◆ EXERCISE REQUIREMENTS
With no edits of any kind, print each record that follows.

*** RECORDED DATA Section Begins ***

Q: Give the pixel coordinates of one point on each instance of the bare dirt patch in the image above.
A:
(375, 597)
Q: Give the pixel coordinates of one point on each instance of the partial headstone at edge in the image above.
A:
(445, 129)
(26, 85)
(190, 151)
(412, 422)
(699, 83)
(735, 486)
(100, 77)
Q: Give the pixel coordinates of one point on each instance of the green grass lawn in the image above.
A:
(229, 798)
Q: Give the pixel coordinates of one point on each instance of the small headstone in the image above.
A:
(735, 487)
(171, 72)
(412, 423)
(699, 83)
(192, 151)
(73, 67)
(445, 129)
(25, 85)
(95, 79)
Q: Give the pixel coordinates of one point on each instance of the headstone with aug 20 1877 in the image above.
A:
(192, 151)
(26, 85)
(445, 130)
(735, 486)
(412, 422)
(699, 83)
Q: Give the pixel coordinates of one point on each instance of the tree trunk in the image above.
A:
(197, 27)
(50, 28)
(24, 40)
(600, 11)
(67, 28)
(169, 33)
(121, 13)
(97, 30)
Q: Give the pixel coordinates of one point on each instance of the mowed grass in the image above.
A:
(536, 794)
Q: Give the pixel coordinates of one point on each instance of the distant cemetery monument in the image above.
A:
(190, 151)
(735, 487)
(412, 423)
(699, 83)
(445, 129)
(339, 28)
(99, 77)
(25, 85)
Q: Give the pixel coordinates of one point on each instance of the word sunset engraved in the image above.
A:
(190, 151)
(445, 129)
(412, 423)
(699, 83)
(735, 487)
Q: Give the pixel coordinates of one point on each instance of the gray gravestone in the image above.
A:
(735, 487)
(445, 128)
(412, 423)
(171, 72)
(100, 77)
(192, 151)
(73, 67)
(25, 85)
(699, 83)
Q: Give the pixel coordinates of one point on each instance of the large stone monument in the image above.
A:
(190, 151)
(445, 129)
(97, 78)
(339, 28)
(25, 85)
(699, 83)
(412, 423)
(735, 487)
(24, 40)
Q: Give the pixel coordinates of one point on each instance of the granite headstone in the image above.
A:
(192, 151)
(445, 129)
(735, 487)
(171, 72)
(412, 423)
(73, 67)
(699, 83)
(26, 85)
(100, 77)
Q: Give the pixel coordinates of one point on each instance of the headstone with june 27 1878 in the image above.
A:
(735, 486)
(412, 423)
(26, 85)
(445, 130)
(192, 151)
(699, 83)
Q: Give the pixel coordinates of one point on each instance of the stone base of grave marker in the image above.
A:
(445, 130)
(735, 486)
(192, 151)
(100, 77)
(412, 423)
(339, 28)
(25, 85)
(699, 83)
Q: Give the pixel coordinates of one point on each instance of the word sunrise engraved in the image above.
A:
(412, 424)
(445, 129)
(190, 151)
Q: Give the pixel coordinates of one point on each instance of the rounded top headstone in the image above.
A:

*** RECORDED DATA Section Ends ***

◆ OUTPUT OF THE EXERCISE
Q: Give the pixel coordinates of one point on each instance of the bare dirt patch in the image above.
A:
(375, 597)
Q: Give the pixel coordinates of one point on each instance of the partial headstone at edge in the image above.
A:
(445, 129)
(26, 85)
(190, 151)
(412, 422)
(699, 83)
(735, 486)
(100, 77)
Q: Give the pixel coordinates of one point on each instance of the green grass lawn in the image above.
A:
(229, 798)
Q: Give the pixel coordinates of one point on each instance of the small headstone in the image above.
A:
(735, 487)
(171, 72)
(412, 423)
(699, 83)
(192, 151)
(73, 67)
(445, 129)
(25, 85)
(95, 79)
Q: Give the pixel coordinates of one point on each instance of the headstone with aug 20 1877 in the image above.
A:
(192, 151)
(26, 85)
(445, 130)
(735, 486)
(412, 422)
(699, 83)
Q: Give the pixel coordinates of one point on each instance of the tree trunk in the image above.
A:
(197, 27)
(50, 28)
(24, 40)
(600, 11)
(67, 28)
(169, 33)
(121, 13)
(97, 30)
Q: Give the pixel coordinates of one point on each instance of the mowed grass in the image above.
A:
(536, 794)
Q: Give the pixel coordinates of one point on each instance of the distant cemetery monument in the image above.
A:
(190, 151)
(735, 487)
(412, 423)
(699, 83)
(445, 129)
(339, 28)
(99, 77)
(25, 85)
Q: Give the pixel coordinates of one point on each instance of the word sunset engraved in the image above.
A:
(190, 151)
(445, 129)
(412, 423)
(699, 83)
(735, 487)
Q: Give the pixel coordinates of one point on each instance of the gray gravestone in the image above.
A:
(735, 487)
(445, 128)
(412, 423)
(171, 72)
(100, 77)
(192, 151)
(73, 67)
(25, 85)
(699, 83)
Q: Give the pixel coordinates of one point on each instance of the large stone monument in the image above.
A:
(190, 151)
(445, 129)
(97, 78)
(339, 28)
(25, 85)
(699, 83)
(412, 423)
(735, 487)
(24, 40)
Q: Give the pixel coordinates of one point on each instance of the granite headstone in the image above.
A:
(192, 151)
(445, 129)
(735, 487)
(171, 72)
(412, 423)
(73, 67)
(699, 83)
(26, 85)
(100, 77)
Q: Give the pixel coordinates of one point on each instance of the headstone with june 27 1878 in the image above.
A:
(735, 486)
(412, 423)
(26, 85)
(445, 130)
(192, 151)
(699, 83)
Q: Give the pixel coordinates of one point on each instance of the stone base of grave marker in the image above.
A:
(445, 130)
(735, 486)
(192, 151)
(100, 77)
(412, 423)
(339, 28)
(25, 85)
(699, 83)
Q: Give the pixel coordinates of one point on each instance of the word sunrise engraved in the image above.
A:
(412, 424)
(445, 129)
(190, 151)
Q: Give the pixel coordinates of one point on each instance of the rounded top headstone in the image above.
A:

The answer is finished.